Excel and R and great tools for Analytics. While the Business teams ususally rely on Excel to solve their analytical needs, Data teams tend to use R or Python for it’s analytical capabilities. Choosing a platform basically comes down to the Problem at hand and the data you’re dealing. Both R and Excel have their set of pros and cons. Certain advantages that R poses over Excel which can’t be ignored are:
In order for any Excel user to get comfortable with R capabilities, he/she needs to understand how to perform some of their primary analytical tasks in R first. In this vignette we will tackle one of the most vital Excel functionality: Pivots. For this we will use a R package called dplyr and simulate the same Pivot functions in R.
For this exercise, we would use the starwars dataset which is available within the dplyr package in R. You can install the dplyr package using the following code: install.packages(“dplyr”) After that you can view the starwars dataset within dplyr.
library("dplyr")
names(starwars) # View column names
## [1] "name" "height" "mass" "hair_color" "skin_color"
## [6] "eye_color" "birth_year" "gender" "homeworld" "species"
## [11] "films" "vehicles" "starships"

◆ GIVEN INSTRUCTION 1 ◆
According to the dplyr tutorial, which dataset is used for the exercise, and where is it available?
◆ GIVEN INSTRUCTION 2 ◆
Condense the paragraph of the dplyr tutorial that begins "In order for any Excel user" into two shorter sentences that keep its main facts.
◆ GIVEN INSTRUCTION 3 ◆
Retype the passage of the dplyr tutorial between "For this exercise, we" and "dataset within dplyr.", inclusive.
These lines have no connection to the dplyr tutorial.

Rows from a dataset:
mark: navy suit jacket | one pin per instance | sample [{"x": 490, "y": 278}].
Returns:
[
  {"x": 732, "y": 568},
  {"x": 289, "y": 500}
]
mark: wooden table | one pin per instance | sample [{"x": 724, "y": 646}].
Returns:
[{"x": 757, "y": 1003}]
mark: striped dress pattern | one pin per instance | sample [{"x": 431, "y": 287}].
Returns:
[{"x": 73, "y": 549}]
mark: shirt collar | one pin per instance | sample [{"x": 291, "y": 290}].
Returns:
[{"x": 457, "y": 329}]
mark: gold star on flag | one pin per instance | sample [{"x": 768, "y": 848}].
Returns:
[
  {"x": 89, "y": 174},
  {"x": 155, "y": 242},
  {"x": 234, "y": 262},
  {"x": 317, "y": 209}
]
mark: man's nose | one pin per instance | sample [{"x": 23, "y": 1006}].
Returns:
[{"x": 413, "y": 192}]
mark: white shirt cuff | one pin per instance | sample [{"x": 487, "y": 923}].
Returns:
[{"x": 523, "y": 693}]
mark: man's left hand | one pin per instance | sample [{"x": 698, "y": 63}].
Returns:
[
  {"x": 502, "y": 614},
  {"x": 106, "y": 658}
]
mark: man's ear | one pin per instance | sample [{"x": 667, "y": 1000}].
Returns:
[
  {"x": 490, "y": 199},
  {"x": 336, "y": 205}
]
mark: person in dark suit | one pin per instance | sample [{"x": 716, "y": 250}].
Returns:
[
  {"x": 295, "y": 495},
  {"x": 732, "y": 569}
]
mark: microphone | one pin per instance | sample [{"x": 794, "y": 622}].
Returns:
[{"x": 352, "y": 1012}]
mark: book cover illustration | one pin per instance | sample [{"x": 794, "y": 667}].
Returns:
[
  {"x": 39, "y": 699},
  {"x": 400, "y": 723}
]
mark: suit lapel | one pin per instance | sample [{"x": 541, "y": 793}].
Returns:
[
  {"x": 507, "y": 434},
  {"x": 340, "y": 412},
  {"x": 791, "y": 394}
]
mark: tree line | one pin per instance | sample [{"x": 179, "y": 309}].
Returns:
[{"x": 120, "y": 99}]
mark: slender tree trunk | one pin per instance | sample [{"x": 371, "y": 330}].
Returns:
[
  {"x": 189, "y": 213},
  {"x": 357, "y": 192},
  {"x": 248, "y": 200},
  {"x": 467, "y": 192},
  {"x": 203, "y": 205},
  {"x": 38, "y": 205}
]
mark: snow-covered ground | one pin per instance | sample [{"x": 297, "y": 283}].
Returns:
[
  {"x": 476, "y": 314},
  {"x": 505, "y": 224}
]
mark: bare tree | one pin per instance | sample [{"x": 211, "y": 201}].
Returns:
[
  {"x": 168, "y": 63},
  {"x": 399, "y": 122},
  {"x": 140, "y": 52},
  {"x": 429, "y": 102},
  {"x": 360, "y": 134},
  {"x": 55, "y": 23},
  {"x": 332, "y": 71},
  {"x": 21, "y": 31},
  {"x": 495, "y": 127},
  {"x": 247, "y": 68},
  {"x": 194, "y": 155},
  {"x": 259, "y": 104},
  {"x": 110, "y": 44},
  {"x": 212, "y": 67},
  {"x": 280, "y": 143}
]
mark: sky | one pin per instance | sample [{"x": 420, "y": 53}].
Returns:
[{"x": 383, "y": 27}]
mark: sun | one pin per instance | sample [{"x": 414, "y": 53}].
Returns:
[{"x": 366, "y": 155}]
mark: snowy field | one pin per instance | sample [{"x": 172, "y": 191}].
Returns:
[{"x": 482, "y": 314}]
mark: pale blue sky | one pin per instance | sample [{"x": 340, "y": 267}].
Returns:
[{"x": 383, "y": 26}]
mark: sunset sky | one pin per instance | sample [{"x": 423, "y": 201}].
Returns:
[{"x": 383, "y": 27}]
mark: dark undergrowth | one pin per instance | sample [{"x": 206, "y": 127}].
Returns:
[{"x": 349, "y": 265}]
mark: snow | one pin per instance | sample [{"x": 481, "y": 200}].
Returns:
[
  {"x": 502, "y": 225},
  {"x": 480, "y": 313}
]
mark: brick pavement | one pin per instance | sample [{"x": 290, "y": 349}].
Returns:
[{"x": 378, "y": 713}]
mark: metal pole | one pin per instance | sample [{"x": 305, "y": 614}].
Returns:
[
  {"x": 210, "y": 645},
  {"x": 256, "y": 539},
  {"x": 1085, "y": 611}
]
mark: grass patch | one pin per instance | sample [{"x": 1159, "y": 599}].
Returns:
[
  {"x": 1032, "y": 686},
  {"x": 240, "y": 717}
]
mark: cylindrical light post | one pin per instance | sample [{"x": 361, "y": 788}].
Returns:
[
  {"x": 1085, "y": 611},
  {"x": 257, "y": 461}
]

◆ COMPLETE ANSWER 1 ◆
The starwars dataset, which is available within the dplyr package in R.

◆ COMPLETE ANSWER 2 ◆
To get comfortable with R, an Excel user first needs to learn how to perform primary analytical tasks in it. The vignette covers pivots, one of Excel's most vital functions, and uses the dplyr package to simulate them in R.

◆ COMPLETE ANSWER 3 ◆
For this exercise, we would use the starwars dataset which is available within the dplyr package in R. You can install the dplyr package using the following code: install.packages(“dplyr”) After that you can view the starwars dataset within dplyr.